= Task material =
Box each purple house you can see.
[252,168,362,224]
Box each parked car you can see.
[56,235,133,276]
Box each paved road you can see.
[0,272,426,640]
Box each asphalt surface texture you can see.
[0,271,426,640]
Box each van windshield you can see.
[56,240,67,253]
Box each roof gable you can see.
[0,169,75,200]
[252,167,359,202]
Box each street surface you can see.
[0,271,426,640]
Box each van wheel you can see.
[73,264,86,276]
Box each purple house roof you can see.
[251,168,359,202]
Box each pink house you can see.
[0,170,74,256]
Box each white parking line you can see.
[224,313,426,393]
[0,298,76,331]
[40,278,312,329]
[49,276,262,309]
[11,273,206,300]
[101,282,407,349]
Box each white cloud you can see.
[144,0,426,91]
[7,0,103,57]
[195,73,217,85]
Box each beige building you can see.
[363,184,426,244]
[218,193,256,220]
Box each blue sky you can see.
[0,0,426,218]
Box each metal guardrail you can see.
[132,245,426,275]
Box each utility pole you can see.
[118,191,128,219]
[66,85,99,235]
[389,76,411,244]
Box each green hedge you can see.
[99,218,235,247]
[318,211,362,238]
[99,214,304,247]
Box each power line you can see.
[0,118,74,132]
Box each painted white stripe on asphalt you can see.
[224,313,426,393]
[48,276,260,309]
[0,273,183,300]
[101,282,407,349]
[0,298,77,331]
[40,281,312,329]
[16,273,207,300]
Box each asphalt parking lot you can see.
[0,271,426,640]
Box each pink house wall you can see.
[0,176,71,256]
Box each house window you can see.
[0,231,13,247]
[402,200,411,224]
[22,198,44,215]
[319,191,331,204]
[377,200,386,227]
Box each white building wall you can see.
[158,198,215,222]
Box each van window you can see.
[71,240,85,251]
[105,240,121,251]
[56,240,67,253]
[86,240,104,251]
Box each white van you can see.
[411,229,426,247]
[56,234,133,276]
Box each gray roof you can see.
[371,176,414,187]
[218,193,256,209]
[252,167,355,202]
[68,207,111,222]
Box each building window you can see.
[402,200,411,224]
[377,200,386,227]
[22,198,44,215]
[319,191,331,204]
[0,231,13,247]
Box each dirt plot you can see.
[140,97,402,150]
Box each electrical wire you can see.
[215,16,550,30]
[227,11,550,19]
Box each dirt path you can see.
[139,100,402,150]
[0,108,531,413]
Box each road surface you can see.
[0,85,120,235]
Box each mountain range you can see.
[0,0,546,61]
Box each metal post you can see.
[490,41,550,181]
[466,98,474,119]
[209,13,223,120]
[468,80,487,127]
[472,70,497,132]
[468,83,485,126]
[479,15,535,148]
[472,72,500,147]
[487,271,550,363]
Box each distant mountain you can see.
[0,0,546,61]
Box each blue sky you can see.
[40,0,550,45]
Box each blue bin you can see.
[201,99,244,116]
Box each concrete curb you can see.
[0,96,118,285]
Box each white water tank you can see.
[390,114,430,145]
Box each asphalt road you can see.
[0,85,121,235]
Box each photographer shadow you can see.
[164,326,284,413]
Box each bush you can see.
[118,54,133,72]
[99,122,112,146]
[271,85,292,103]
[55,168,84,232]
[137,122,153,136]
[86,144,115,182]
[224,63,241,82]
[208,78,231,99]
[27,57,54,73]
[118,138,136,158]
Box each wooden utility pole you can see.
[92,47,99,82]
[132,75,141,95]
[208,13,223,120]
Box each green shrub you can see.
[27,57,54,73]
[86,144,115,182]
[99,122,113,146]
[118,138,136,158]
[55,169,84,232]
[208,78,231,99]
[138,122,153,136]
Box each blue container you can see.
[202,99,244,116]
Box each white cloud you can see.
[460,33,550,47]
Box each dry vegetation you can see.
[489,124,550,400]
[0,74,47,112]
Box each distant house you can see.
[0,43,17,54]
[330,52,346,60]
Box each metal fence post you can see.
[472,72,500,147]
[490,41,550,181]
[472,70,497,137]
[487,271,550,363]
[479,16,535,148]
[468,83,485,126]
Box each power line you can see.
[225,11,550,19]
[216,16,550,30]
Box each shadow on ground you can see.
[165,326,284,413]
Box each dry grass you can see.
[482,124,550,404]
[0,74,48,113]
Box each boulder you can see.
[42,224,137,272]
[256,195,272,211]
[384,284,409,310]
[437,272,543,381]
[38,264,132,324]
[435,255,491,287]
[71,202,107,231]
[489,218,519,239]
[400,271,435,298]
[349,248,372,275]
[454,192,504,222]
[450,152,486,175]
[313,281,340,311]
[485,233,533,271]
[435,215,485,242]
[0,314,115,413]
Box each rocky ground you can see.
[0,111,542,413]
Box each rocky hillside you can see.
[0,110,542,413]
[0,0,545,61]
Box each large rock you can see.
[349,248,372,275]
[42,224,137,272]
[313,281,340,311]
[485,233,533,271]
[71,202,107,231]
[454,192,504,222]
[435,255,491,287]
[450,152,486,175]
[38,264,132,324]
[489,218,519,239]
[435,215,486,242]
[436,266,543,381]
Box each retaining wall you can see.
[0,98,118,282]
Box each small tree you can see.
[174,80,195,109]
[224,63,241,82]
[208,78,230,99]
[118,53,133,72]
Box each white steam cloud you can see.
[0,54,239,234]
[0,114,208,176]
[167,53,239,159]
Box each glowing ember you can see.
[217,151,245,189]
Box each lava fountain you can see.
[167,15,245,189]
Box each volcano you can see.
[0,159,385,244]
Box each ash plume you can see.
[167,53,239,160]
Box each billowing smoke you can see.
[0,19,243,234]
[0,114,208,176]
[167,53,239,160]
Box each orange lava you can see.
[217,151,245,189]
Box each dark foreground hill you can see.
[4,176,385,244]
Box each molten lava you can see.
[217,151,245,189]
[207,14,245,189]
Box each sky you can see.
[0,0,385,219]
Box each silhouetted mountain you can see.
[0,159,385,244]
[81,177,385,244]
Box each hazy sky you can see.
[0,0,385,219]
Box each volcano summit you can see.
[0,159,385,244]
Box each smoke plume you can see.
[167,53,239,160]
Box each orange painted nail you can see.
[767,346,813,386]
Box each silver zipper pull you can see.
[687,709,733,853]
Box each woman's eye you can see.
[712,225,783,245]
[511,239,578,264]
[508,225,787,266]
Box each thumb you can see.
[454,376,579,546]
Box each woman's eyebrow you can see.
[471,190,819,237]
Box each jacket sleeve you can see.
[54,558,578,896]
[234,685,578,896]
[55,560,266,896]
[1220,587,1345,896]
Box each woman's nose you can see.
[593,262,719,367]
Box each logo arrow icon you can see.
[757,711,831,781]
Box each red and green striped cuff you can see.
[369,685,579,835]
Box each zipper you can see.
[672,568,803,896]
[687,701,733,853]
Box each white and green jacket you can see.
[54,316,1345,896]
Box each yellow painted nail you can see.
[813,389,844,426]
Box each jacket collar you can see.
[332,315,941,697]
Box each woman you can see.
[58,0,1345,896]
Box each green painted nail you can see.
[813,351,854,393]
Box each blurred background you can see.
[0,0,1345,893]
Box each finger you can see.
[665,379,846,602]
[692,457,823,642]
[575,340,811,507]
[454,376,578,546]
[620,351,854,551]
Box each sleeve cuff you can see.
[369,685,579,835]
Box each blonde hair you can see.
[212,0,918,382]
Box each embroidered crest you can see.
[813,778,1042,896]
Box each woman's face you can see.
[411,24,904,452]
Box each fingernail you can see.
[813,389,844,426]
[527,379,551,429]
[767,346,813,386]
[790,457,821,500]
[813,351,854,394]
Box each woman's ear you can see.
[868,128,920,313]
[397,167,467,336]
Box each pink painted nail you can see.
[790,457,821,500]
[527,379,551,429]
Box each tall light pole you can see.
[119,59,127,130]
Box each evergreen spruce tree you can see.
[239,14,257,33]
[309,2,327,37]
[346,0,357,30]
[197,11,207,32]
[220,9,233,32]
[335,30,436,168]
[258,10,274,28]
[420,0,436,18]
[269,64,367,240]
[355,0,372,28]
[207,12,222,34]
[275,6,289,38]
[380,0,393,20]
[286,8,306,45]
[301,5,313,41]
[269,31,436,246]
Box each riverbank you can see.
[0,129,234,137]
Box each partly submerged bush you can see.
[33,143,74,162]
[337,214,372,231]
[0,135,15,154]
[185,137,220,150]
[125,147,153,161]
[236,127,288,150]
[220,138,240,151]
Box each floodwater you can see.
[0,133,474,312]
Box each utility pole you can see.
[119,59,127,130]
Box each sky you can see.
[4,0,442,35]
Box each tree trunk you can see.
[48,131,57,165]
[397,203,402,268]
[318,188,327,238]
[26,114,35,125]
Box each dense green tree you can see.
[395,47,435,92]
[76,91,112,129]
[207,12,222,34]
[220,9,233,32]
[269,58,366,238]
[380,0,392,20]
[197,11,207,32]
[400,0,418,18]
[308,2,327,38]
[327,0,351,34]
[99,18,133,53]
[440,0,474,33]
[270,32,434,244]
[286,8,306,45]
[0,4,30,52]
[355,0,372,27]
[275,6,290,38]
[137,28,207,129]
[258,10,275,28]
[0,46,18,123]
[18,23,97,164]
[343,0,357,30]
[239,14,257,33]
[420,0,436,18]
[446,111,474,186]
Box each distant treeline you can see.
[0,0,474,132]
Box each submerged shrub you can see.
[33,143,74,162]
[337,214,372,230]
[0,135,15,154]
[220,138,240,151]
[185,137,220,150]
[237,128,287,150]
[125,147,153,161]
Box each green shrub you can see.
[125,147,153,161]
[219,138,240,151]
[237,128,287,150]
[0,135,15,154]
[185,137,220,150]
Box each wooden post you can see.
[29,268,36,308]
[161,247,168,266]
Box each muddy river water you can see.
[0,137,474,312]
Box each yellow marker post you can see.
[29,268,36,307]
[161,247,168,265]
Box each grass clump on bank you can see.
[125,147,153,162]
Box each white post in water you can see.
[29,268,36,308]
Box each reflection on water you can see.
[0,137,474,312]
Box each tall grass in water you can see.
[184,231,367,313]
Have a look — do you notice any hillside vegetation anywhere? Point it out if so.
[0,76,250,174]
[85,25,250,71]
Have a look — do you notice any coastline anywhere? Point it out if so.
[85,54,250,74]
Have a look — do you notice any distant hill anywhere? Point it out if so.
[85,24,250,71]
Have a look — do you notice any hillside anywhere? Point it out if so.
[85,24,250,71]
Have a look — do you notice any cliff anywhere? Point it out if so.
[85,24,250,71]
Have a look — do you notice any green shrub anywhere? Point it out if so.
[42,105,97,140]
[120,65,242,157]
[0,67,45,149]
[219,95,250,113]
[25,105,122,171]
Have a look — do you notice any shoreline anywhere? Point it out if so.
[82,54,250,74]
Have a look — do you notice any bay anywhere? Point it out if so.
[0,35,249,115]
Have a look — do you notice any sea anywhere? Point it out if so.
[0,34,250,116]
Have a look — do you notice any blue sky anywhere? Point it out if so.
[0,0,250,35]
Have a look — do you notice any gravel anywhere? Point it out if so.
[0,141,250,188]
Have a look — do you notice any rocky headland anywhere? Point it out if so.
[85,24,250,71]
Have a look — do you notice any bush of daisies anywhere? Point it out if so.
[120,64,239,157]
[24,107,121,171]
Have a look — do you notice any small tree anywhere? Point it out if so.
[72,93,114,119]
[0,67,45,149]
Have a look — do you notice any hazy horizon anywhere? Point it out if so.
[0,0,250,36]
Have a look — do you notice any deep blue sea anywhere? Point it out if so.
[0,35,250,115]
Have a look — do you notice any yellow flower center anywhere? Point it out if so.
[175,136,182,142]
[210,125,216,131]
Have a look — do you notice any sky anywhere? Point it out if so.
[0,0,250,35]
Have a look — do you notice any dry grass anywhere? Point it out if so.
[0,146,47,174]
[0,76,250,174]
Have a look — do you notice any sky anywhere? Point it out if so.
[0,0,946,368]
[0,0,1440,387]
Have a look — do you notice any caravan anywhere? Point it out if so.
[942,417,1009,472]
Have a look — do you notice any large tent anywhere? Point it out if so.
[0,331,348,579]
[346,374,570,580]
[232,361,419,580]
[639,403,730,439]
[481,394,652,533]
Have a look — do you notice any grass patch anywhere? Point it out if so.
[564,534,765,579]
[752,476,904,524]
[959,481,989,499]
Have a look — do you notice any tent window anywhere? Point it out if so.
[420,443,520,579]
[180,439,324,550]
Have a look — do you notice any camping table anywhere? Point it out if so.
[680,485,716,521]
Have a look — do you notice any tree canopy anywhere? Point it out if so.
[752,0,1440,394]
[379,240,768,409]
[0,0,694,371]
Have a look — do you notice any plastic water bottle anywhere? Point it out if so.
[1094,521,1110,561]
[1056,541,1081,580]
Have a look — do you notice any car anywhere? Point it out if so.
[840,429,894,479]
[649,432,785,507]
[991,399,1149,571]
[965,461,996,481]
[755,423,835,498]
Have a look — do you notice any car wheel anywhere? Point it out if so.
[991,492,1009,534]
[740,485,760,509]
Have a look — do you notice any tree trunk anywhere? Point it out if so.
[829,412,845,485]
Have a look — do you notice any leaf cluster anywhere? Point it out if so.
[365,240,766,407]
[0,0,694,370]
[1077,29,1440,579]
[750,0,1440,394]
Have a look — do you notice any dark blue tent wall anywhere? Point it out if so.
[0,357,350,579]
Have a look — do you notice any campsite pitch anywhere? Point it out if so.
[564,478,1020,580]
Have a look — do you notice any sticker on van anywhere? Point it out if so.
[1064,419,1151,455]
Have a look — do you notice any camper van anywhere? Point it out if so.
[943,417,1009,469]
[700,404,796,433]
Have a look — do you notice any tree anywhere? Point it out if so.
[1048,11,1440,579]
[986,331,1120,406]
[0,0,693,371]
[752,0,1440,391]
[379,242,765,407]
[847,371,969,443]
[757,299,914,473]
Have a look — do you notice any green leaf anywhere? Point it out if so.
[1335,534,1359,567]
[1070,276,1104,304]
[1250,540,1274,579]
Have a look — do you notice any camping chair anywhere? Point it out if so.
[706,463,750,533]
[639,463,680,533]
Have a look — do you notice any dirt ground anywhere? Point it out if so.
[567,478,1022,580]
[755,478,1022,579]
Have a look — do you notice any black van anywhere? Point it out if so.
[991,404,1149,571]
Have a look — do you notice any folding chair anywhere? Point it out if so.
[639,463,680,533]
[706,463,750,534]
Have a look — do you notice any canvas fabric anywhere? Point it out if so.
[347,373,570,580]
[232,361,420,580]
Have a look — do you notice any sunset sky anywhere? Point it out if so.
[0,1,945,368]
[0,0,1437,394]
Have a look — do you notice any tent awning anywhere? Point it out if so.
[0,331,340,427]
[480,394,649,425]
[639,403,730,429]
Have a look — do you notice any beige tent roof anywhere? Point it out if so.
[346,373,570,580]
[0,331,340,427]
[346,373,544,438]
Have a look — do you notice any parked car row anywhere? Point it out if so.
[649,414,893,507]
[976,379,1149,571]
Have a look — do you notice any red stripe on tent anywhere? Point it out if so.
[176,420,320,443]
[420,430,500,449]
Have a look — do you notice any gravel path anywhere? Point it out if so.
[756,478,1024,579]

= Problem details =
Copy the records from the line with "Have a look — do you notice any campsite" up to and including the line with "[700,404,796,433]", swapping "camper van" for "motorhome" and changing nothing else.

= Answer to the exercise =
Have a look — do you notice any campsite pitch anywhere? Point it out if so.
[564,478,1020,580]
Have a look — do you notice any sticker on van anywhere? Point it out if so.
[1064,419,1151,455]
Have a look — do you notice any motorhome anywhere? Point it out if so.
[943,417,1009,469]
[700,404,796,433]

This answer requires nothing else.